Stated exercise
Reproduce the data in its entirety, exactly as supplied.

════

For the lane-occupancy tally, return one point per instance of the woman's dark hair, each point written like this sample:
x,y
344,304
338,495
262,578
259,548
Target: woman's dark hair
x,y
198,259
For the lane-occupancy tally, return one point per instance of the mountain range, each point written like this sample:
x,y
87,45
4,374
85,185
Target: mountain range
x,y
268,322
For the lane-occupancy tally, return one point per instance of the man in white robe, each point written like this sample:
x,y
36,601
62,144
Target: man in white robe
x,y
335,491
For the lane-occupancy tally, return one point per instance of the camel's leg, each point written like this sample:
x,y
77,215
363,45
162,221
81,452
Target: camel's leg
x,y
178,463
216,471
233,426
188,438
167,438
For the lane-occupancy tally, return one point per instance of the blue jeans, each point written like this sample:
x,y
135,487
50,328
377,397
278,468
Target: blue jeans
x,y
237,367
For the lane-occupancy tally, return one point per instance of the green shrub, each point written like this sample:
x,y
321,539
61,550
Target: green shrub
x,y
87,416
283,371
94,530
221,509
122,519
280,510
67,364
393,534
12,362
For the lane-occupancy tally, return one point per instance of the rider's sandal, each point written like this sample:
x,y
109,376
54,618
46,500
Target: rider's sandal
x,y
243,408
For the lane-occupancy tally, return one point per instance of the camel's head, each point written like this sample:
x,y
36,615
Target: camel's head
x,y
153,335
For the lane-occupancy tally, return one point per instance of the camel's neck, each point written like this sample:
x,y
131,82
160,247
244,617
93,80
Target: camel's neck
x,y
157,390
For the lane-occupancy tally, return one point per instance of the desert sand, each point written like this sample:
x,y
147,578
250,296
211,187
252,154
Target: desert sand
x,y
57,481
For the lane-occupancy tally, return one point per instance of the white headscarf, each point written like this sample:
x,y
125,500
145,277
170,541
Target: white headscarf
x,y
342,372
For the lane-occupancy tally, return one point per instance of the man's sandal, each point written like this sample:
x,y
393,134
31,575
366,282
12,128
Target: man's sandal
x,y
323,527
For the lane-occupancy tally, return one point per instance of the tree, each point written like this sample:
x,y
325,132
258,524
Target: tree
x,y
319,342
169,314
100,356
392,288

════

Result of the exercise
For the lane-occupancy tally, return one point per instance of the woman's dark hair, each point written like this sample:
x,y
344,304
338,495
262,578
259,548
Target: woman's dark hair
x,y
198,259
For the lane-occupancy tally, return one point per instance of the mountain range, each point written like this sample:
x,y
87,45
4,374
85,185
Target: mountain range
x,y
268,322
For the lane-occupancy tally, return one point per instance of the man in white robe, each point written like this sample:
x,y
36,601
62,144
Target: man in white robe
x,y
335,491
For the lane-occupancy tally, return one point per instance of the camel's leg, each point written like this sample:
x,y
77,215
363,45
162,221
81,452
Target: camel's leg
x,y
178,463
216,471
233,426
188,438
167,438
For the lane-occupancy tally, return one point per instance of the blue jeans, each point written like this sample:
x,y
135,487
50,328
377,397
278,468
Target: blue jeans
x,y
237,367
For the lane-occupancy tally, return one point per instance of the green shrub, each point written like this sample:
x,y
321,539
61,550
Target: green shrub
x,y
87,416
283,371
94,530
221,509
122,519
280,510
67,364
393,534
12,362
For the lane-occupancy tally, return one point per instance of the rider's sandal, each point written like this sample:
x,y
109,376
54,618
46,500
Target: rider's sandal
x,y
243,408
For the lane-occupancy tally, return one point per instance of the camel's head, each point written like this sample:
x,y
36,615
Target: camel's head
x,y
153,335
For the lane-occupancy tally, return one point per instance of the camel's neck, each point written like this sample:
x,y
131,82
160,247
244,617
93,80
Target: camel's neck
x,y
157,390
For the lane-occupancy tally, return one point per instance of the desert sand, each point written like this sample:
x,y
147,578
250,296
211,187
252,154
Target: desert sand
x,y
57,481
For the lane-occupancy tally, return one point per instance of the white headscarf, each point written like this sample:
x,y
125,500
145,277
170,541
Target: white headscarf
x,y
342,372
For the lane-occupancy tally, return one point per instance of the man's sandal, each point written like this sample:
x,y
393,134
31,575
366,282
12,128
Target: man's sandal
x,y
323,527
For the lane-occupancy tally, return one point per instance of the tree, each point written like this sample:
x,y
325,132
258,524
Target: tree
x,y
319,342
169,314
100,356
392,288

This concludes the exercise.